## Data provided
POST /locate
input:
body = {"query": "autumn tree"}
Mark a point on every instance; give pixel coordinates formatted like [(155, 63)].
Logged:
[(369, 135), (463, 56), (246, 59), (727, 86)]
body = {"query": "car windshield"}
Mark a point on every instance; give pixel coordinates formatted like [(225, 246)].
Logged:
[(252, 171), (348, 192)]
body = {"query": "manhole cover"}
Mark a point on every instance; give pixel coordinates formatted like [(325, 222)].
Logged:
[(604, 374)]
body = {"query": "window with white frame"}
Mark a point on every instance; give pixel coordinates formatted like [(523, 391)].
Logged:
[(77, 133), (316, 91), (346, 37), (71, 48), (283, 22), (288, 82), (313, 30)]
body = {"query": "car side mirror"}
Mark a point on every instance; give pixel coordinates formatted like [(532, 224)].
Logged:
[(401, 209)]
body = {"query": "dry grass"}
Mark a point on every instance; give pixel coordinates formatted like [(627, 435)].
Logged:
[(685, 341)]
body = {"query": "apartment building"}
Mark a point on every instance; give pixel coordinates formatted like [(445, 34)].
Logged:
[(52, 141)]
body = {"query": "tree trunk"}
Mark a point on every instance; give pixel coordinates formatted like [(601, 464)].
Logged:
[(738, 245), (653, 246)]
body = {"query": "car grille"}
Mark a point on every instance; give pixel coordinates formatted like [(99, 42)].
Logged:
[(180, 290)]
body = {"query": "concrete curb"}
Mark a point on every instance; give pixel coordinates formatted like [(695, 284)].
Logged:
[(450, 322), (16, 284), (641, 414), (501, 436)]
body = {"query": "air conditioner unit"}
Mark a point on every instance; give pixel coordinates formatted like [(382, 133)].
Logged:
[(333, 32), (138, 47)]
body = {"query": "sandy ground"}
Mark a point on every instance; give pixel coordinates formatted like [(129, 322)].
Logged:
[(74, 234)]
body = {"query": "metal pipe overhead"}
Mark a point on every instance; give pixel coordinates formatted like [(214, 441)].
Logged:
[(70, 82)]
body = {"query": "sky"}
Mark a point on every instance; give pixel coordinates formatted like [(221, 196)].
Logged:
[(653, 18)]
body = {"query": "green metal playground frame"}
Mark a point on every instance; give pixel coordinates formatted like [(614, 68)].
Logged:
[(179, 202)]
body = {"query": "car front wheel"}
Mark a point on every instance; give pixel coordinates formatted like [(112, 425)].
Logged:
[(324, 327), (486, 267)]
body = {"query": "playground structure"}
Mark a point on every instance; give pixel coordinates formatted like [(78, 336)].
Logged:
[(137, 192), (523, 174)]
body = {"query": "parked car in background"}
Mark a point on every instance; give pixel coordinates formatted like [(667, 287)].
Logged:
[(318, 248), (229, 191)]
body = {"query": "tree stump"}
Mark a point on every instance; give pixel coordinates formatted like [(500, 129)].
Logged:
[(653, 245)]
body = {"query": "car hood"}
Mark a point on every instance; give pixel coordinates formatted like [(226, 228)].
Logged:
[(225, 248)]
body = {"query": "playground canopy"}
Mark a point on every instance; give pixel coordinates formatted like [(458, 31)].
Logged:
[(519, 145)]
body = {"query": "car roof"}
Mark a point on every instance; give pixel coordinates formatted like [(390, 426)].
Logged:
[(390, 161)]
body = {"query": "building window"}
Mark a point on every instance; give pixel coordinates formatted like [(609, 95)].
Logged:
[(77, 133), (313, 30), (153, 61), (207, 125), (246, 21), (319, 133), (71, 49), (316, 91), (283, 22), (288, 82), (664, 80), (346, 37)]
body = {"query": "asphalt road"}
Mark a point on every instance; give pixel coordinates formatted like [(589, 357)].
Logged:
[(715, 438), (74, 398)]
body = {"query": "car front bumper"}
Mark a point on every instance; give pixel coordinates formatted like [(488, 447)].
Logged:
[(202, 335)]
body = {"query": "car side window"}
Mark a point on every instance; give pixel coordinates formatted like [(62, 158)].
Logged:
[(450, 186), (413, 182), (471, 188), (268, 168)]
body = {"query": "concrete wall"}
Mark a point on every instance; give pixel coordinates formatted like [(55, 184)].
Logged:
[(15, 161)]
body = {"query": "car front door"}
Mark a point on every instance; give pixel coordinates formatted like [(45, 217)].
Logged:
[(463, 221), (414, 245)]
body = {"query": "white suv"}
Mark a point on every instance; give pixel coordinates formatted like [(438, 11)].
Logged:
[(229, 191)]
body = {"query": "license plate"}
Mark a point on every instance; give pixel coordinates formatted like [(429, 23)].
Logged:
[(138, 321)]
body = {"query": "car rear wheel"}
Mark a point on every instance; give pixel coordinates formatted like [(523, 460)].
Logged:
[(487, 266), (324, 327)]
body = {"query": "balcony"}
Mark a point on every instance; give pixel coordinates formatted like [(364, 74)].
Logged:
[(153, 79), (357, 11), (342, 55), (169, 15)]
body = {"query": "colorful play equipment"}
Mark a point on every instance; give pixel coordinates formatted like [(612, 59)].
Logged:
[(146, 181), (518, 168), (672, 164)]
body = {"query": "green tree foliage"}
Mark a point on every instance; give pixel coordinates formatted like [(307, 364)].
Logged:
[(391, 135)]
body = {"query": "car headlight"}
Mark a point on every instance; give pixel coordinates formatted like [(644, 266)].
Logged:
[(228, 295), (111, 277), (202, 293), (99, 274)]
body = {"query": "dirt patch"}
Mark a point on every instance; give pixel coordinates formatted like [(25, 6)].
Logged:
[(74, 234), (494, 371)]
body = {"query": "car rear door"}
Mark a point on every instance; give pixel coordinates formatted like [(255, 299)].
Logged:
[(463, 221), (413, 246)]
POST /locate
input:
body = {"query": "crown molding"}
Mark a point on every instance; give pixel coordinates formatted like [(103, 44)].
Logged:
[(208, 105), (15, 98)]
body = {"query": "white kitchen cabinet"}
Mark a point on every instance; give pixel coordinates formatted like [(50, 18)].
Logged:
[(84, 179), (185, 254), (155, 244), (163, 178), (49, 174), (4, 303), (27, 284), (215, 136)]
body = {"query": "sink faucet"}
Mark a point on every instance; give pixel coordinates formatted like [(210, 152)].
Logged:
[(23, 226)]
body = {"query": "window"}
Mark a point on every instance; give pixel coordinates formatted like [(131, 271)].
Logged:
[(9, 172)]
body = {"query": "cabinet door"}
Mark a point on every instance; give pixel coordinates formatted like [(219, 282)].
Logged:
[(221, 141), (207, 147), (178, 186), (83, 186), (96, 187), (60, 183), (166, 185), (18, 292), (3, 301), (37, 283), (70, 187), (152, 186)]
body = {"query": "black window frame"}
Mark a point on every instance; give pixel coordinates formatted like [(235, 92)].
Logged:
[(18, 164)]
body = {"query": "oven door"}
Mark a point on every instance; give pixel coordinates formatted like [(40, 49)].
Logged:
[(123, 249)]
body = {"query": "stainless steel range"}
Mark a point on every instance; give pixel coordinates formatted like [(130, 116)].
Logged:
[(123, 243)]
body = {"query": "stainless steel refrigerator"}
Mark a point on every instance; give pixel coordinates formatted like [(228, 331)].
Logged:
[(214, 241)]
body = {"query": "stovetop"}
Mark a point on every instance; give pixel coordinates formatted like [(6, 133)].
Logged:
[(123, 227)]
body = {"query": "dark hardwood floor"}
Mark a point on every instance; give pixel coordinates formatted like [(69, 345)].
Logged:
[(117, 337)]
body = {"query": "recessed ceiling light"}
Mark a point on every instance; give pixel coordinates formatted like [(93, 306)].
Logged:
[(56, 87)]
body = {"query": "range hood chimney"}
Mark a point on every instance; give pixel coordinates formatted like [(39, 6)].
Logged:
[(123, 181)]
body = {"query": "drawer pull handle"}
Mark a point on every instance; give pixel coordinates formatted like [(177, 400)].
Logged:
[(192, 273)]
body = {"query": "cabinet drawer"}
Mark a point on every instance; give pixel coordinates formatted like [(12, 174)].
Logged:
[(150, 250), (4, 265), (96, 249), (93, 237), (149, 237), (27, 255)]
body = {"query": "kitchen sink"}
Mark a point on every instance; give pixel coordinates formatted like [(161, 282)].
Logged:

## Stated problem
Please pick out each line above that contains the word "white". Case counts.

## Correct output
body = {"query": "window with white frame"}
body = {"query": "white suv"}
body = {"query": "white kitchen cabinet"}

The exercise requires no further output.